BEGIN
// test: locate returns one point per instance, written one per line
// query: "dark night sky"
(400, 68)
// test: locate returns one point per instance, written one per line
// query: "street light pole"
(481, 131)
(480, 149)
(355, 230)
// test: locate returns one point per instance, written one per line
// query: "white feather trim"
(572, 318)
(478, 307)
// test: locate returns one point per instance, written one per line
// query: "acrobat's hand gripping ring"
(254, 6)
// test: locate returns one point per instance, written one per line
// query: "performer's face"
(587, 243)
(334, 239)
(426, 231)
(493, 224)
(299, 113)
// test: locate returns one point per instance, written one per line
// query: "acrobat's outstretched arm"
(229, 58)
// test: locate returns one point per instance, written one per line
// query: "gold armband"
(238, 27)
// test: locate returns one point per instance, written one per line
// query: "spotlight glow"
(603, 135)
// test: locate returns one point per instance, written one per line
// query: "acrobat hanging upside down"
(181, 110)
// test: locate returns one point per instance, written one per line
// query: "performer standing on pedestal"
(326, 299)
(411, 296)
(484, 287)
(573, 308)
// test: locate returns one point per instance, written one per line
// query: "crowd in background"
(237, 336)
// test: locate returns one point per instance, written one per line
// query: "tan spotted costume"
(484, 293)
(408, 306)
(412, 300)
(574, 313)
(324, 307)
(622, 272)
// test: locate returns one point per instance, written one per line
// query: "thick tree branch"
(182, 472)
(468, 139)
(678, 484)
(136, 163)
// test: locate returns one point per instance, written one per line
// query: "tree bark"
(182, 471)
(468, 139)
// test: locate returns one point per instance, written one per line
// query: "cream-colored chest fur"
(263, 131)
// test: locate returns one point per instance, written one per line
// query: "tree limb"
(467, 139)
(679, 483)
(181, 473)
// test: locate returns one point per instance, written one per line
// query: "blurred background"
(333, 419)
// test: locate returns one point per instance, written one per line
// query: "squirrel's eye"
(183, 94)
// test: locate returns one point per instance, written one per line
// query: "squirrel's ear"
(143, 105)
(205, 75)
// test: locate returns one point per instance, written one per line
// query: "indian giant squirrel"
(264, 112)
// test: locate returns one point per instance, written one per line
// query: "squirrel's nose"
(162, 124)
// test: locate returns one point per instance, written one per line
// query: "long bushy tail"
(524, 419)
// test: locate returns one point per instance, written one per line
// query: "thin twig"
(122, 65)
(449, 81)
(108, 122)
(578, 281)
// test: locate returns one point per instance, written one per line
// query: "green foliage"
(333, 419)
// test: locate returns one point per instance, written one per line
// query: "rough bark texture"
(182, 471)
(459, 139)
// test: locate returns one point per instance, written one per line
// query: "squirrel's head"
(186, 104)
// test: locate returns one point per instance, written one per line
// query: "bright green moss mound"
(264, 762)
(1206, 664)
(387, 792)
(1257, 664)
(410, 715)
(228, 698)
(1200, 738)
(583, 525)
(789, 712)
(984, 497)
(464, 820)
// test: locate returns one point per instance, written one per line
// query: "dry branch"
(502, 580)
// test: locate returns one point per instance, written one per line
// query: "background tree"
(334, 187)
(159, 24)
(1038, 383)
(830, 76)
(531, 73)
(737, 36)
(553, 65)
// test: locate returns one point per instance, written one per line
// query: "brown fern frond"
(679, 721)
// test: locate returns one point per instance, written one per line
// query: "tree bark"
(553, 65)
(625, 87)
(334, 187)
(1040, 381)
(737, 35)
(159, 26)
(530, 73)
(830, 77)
END
→ **Problem details**
Output all records verbatim.

→ **Task output**
// test: locate returns one point per instance, written one per line
// query: "dark night sky"
(400, 68)
// test: locate returns one point per instance, written one per line
// query: "street light pole"
(481, 131)
(480, 149)
(355, 230)
// test: locate returns one point per instance, written one per line
// query: "white feather trim"
(572, 318)
(478, 307)
// test: locate returns one point per instance, written one per line
// query: "acrobat's hand gripping ring"
(254, 6)
// test: locate returns one point per instance, written one per line
// query: "performer's face"
(587, 243)
(334, 239)
(426, 231)
(493, 224)
(299, 113)
// test: locate returns one point per instance, written one per line
// query: "acrobat's outstretched arm"
(229, 58)
// test: locate returns one point per instance, written one per line
// query: "gold armband"
(238, 27)
// test: locate returns one point per instance, written one per line
// query: "spotlight glow"
(603, 135)
// test: locate returns one point per instance, written one per line
// query: "acrobat hanging upside down"
(181, 110)
// test: locate returns one point per instance, written one per line
// query: "performer standing on pedestal"
(326, 299)
(411, 296)
(484, 287)
(573, 308)
// test: locate returns one point per instance, written one per line
// query: "crowd in background"
(237, 336)
// test: locate returns one point per instance, written one per line
// query: "tan spotted costume"
(484, 293)
(408, 306)
(412, 300)
(574, 313)
(324, 307)
(622, 272)
// test: locate returns one point per instance, written one per line
// query: "thick tree branch"
(182, 472)
(468, 139)
(678, 484)
(136, 163)
// test: locate returns one point per instance, written one per line
// query: "tree bark"
(182, 471)
(468, 139)
// test: locate returns one point per instance, written one per line
// query: "cream-colored chest fur"
(263, 131)
// test: locate returns one point per instance, written one per line
// query: "tree limb"
(467, 139)
(679, 483)
(181, 473)
// test: locate returns one point per instance, written one per line
// query: "blurred background"
(333, 419)
// test: locate returns one point per instance, written one per line
// query: "squirrel's eye"
(183, 94)
// test: locate returns one point per instance, written one per line
// query: "squirrel's ear"
(143, 105)
(205, 75)
// test: locate returns one point per instance, written one per line
// query: "indian giant squirrel"
(264, 112)
// test: locate returns one point per instance, written one per line
// query: "squirrel's nose"
(162, 124)
// test: locate returns one point per instance, written one per line
// query: "long bushy tail"
(524, 419)
// test: locate returns one point per instance, written one per line
// query: "thin twig"
(122, 65)
(449, 81)
(108, 122)
(578, 281)
// test: locate returns one point per instance, written one per line
// query: "green foliage"
(333, 419)
// test: locate returns one point per instance, written one per line
// query: "rough bark texture"
(182, 471)
(459, 139)
// test: locate returns one point per instance, written one per line
// query: "squirrel's head"
(186, 104)
// test: locate returns one point per instance, written one per line
// query: "bright green moss mound"
(264, 762)
(1206, 664)
(387, 792)
(1257, 664)
(410, 715)
(228, 698)
(1200, 738)
(583, 525)
(789, 712)
(984, 497)
(464, 820)
// test: locate returns one point per instance, written one per line
// query: "dry branch"
(502, 580)
// test: locate returns one point per instance, written one per line
// query: "background tree"
(334, 187)
(159, 24)
(1038, 383)
(830, 76)
(531, 73)
(737, 36)
(553, 65)
// test: locate returns one point per instance, written one per line
// query: "brown fern frond"
(679, 721)
// test: locate returns one point per instance, written one per line
// query: "tree bark"
(553, 65)
(625, 87)
(334, 187)
(1040, 381)
(737, 35)
(159, 26)
(530, 73)
(830, 77)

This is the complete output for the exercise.